[Start Input rows]

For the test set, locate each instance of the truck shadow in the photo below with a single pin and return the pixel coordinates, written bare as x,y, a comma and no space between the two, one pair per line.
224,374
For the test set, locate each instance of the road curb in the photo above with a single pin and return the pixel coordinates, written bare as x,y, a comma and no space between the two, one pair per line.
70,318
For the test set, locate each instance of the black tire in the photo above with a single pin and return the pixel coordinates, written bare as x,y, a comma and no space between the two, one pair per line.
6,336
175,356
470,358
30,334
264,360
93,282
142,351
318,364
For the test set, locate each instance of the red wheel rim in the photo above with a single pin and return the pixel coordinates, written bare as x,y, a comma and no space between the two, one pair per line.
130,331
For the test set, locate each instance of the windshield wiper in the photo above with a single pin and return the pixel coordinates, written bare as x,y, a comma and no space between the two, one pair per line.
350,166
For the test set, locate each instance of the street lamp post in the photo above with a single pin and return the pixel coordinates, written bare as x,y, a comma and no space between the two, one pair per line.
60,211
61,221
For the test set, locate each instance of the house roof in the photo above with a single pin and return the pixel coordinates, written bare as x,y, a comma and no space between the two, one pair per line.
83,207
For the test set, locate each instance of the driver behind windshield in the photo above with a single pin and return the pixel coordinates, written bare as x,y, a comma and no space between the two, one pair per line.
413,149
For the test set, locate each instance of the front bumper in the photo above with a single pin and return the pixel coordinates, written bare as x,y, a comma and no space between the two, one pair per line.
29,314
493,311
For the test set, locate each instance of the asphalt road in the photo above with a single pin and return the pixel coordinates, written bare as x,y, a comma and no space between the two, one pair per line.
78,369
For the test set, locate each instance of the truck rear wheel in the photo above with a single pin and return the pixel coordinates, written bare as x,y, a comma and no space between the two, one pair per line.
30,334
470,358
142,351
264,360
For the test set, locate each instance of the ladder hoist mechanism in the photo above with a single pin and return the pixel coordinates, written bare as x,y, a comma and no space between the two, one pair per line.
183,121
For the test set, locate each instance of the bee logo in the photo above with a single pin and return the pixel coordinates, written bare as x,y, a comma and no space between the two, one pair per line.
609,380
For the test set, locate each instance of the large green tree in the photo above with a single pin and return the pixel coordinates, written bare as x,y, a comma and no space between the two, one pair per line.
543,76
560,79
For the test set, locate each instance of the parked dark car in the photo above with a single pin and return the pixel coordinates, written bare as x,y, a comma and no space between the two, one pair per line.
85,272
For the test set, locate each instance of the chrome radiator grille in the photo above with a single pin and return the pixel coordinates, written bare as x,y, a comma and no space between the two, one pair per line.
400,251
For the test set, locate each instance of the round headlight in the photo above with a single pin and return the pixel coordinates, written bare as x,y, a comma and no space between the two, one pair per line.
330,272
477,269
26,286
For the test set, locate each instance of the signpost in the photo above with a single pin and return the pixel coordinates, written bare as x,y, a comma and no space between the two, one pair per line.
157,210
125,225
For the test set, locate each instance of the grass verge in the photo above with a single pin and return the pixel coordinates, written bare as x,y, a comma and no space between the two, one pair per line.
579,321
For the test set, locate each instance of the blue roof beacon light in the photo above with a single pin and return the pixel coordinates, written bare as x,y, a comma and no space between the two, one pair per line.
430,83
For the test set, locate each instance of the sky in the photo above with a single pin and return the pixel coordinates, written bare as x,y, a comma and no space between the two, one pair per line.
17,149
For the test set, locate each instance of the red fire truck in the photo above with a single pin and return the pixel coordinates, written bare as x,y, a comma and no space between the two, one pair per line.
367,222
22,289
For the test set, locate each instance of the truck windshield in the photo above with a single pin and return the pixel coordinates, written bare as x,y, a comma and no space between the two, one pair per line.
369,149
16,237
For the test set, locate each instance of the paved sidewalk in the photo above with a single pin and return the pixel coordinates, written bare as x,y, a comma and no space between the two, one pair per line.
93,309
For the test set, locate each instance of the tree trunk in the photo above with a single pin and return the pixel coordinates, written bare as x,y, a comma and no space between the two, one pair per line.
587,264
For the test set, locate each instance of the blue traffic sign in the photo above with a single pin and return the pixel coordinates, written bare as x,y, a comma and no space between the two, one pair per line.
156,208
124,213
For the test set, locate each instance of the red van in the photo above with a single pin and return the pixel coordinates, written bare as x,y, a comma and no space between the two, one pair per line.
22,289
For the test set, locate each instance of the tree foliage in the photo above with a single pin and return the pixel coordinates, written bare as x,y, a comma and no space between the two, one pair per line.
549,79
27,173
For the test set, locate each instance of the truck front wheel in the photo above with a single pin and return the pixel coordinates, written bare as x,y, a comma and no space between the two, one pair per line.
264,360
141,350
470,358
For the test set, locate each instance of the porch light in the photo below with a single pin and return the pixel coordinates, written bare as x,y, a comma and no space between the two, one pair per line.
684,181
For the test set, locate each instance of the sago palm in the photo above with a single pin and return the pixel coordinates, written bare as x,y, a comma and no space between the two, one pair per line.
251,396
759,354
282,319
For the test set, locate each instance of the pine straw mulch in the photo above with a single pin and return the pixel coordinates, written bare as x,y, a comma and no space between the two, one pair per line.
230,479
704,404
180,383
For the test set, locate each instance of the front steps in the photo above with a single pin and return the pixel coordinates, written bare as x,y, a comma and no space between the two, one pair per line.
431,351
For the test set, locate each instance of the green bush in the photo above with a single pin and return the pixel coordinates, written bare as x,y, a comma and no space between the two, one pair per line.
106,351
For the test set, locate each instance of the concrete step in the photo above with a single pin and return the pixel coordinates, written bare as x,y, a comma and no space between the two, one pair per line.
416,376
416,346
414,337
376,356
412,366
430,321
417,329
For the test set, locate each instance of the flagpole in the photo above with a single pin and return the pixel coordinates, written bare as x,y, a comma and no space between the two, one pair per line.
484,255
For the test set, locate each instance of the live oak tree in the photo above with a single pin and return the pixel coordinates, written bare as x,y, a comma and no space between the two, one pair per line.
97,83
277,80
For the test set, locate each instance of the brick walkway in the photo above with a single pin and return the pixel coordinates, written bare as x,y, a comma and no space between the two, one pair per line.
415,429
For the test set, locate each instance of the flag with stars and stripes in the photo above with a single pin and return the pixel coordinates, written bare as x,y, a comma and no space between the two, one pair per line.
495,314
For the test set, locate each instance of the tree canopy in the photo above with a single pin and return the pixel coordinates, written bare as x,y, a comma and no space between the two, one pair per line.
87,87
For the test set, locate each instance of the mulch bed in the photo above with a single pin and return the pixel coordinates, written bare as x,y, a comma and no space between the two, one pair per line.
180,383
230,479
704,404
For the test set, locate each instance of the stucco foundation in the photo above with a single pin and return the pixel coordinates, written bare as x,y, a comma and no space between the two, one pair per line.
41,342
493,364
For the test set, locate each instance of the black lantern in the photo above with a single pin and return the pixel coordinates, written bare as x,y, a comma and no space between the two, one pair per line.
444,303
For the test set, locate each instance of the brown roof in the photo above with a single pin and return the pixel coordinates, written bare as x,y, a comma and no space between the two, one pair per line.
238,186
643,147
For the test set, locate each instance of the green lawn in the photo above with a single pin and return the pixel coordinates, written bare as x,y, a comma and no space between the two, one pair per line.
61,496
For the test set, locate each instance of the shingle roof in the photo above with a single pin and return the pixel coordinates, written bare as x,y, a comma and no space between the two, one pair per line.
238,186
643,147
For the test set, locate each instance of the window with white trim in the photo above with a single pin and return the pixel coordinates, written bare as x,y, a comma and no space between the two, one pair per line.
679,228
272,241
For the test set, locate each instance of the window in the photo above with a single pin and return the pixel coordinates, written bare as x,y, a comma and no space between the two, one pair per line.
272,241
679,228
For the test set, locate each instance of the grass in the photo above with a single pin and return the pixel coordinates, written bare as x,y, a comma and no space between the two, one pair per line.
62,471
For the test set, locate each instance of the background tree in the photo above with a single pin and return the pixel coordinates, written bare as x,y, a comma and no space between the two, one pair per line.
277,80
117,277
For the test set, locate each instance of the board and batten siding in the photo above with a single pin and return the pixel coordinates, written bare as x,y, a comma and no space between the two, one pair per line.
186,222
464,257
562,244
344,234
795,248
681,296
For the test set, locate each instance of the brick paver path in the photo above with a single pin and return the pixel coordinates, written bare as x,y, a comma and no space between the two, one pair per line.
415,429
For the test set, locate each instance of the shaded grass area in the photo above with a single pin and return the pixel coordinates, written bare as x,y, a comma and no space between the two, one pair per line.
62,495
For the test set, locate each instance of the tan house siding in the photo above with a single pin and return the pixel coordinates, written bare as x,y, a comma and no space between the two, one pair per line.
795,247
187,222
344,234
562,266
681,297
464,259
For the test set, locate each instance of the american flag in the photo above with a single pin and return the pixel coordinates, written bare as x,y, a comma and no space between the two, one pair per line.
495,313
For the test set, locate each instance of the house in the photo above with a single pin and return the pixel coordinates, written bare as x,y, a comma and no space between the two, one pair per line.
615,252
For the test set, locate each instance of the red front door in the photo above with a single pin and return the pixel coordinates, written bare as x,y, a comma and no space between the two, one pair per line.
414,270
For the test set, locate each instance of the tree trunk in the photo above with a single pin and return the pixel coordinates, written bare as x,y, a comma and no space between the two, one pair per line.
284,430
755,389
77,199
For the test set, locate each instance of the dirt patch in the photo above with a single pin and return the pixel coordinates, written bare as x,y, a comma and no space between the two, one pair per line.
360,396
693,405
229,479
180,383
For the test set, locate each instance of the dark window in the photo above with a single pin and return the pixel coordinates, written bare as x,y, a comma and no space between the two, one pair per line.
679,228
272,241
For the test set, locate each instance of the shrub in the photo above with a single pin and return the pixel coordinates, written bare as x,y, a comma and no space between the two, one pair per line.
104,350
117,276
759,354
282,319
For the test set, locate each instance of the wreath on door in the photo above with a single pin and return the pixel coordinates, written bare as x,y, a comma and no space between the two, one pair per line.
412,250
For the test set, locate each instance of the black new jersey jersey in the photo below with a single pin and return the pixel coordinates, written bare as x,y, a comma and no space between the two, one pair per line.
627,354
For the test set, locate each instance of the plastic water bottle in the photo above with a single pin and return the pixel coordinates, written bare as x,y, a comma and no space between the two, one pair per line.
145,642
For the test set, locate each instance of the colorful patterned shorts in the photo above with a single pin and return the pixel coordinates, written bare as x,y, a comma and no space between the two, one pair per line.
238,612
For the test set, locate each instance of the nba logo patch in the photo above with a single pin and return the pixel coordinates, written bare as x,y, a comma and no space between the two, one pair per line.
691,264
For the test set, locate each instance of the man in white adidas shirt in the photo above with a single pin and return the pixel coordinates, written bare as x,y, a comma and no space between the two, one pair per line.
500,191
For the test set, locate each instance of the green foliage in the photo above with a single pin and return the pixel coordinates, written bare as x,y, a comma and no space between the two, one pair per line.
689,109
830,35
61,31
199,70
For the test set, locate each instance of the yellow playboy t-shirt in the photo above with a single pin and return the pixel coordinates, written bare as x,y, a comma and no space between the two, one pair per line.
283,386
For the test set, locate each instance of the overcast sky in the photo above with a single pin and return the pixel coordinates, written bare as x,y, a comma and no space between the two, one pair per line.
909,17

[End Input rows]

Aim of the task: Transcribe only the trailing portion of the entries above: the line that contains "For the test set, locate each instance of the colorful" and each line after it.

Solution to the problem:
For the test set, locate each instance of the colorful patterned shorts in the photo above with a single pin and return the pixel coordinates, written bare as x,y, a comma and no space between the two, one pair per line.
238,612
For the test set, locate each instance of the nba logo patch in the photo above with a single pin and return the pixel coordinates, written bare as x,y, a comma and no space between the two, one pair per line.
691,264
For the test set, locate each instance of the man in white adidas shirt in the photo above with a single pin and return the pixel coordinates, written bare as x,y, a comma and no space between the two, one pair per line.
500,191
For the test set, locate each instance of the green foliage in the photo above with a single pin and return the pixel coordinates, written bare as x,y, a comma and no space between the two, one pair per line.
689,109
830,35
61,31
199,70
For the test set, locate each instance of the yellow playboy t-shirt in the photo above with a single pin and return the pixel coordinates, written bare as x,y, a comma and no space between the two, one pair per line.
283,386
For the test set, locate each instance of the overcast sky in the photo above with a single pin and return the pixel coordinates, written bare as x,y, a comma and no space between the two, one pair per line.
909,17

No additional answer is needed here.